● Work to do:
Copy the entries below word for word, starting at the line that contains "Expected: one point per instance of the frog's front" and continuing through the last line of the entries.

● Object position labeling entries:

= = = =

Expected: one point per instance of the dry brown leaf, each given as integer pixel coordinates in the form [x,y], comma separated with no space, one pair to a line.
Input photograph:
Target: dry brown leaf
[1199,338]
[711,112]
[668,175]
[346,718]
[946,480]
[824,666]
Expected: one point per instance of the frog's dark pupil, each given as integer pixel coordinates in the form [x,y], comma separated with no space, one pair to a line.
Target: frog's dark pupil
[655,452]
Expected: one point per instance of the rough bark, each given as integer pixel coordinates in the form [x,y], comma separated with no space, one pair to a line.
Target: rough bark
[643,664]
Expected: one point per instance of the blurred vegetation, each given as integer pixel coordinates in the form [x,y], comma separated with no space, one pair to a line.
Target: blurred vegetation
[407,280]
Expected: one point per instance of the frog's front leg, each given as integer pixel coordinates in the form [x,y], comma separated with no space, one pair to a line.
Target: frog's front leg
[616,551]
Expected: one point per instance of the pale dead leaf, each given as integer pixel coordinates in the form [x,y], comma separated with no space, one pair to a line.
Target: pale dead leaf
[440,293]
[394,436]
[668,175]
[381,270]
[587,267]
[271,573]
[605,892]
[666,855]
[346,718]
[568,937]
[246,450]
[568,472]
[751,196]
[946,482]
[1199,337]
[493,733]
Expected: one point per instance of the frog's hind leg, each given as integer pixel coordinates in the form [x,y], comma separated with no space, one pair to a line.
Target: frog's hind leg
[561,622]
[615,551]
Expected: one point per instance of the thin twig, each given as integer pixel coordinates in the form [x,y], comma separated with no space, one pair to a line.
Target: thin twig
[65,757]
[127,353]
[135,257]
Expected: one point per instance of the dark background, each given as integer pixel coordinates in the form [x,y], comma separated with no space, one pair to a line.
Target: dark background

= = = =

● Complete answer:
Expected: one point per instance of the frog's front leg, each given as integer pixel coordinates in the form [x,y], comma separated with no space, one pair to a line.
Target: frog's front leg
[616,551]
Expected: one point per instance of the pale dead leaf, each given as integer pixel coordinates in the form [x,y], comma separated with no space, one pair to a line.
Target: pale dead leaf
[440,293]
[394,436]
[668,175]
[381,270]
[587,267]
[271,573]
[605,892]
[666,855]
[346,718]
[568,937]
[246,450]
[568,472]
[751,196]
[946,482]
[1199,337]
[493,733]
Expected: one point per instance of the frog's hind leg, each given as integer pixel coordinates in the form [x,y], comma separated with no space, one pair to a line.
Target: frog's hind leg
[561,622]
[615,551]
Expected: one point per instance of the thin twig, each given as integer pixel coordinates in the form [x,y], comma separated with no space, one pair to a line.
Target: thin twig
[65,757]
[127,353]
[135,257]
Expected: one point per instance of the dark background, each given as integer pixel coordinates in the form [x,y], comma separated with no space, one pair to a line.
Target: dark background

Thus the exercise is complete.